Text block »
In having to face my grief over the death of Destiny, I have been compelled to speak out about the deplorable state of our culture when it comes to families, parenting, and raising children. With substance abuse and addiction increasing among teens and adults every day — further contributing to the breakdown of stable, loving families — more children are entering the foster care system and the problem will only worsen as time passes into the future.

Destiny’s adoption into our family was a direct result of her biological parents choosing drugs and other sins — legal or illegal — over the intentional, loving parenting deserved by Destiny and her biological brother. Law enforcement and social services had to step in to protect the children from abuse and neglect. In granting birth parents their Constitutional rights to fight within the system to keep their children, several more years of traumatizing meetings — court ordered visits with their dysfunctional birth parents — caused additional distress to Destiny and her brother before they eventually became my children. The length of time dictated by law, bureaucracy, and well-meaning professionals within the child welfare and legal systems, which is granted to the birth parents, often further injures these innocent children. Like a surgeon, I believe the first cut should be the deepest to separate the out-of-control tumor from the body it is destroying.

Work instruction 1 » Decide whether each statement agrees with the passage about Destiny's adoption: (a) Destiny had a biological brother; (b) the court-ordered visits with the birth parents went on for several months; (c) substance abuse among teens is declining. Answer yes or no for each and quote the words from the passage that settle it.
Work instruction 2 » Write the next paragraph of the passage about Destiny's adoption, picking up after its last sentence.
The material after this point comes from a separate source.

Records from a dataset:
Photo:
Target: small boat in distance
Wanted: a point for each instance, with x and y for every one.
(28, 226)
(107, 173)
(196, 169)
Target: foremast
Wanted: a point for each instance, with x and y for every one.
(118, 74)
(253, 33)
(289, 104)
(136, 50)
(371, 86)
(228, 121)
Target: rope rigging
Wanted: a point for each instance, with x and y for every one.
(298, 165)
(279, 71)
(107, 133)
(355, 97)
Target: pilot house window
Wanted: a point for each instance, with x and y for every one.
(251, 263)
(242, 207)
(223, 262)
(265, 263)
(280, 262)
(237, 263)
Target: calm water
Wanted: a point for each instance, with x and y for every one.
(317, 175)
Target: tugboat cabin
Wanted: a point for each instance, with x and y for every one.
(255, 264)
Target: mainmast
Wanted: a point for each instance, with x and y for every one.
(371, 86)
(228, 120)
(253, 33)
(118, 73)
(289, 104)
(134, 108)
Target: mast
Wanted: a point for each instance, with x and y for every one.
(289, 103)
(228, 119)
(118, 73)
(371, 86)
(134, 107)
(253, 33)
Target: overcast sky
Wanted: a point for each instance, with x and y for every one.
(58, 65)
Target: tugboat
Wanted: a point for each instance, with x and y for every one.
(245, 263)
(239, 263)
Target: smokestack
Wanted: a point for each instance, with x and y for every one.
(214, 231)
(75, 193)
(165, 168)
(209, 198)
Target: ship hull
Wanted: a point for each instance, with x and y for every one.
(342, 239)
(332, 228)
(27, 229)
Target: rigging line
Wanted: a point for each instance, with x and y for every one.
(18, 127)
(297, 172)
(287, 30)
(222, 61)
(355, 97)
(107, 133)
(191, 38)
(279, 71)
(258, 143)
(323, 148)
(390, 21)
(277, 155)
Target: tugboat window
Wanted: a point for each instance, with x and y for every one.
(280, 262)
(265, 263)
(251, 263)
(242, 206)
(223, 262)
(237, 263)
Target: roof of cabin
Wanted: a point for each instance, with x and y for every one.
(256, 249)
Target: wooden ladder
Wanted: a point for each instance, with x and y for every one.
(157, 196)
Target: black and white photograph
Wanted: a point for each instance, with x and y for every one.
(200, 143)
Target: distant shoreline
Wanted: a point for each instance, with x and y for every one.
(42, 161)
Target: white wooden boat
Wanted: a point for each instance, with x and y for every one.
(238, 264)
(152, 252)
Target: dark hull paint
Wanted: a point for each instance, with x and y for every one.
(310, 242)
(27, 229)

Task answer 1 »
(a) Yes: "the intentional, loving parenting deserved by Destiny and her biological brother."
(b) No: "several more years of traumatizing meetings."
(c) No: "With substance abuse and addiction increasing among teens and adults every day."

Task answer 2 »
Hence, it is my firm belief — based on personal experience and immense research — that abused, neglected, even trafficked children need to be removed from harm’s way immediately and have permanency established within six months. Unsupervised parental visits should not be permitted, and kinship placements should only be considered if no contact with birth parents (or other known related perpetrators) can be guaranteed and enforced. Furthermore, just as foster families are expected to adhere to their part in a child’s placement plan 100%, so should birth parents whose children have been removed from their care be expected to adhere to their treatment plans 100%. With any less, children should not be returned to their birth parents, period. Not for 25%, 50%, even 75% compliance — only if 100%!

This is the viewpoint I share whenever I have a public platform — hopefully, I am positively influencing the decisionmakers with whom I am presenting information. This shift would stop extending unearned privileges to the parents under the term “rights”, and instead cause real change to benefit the children.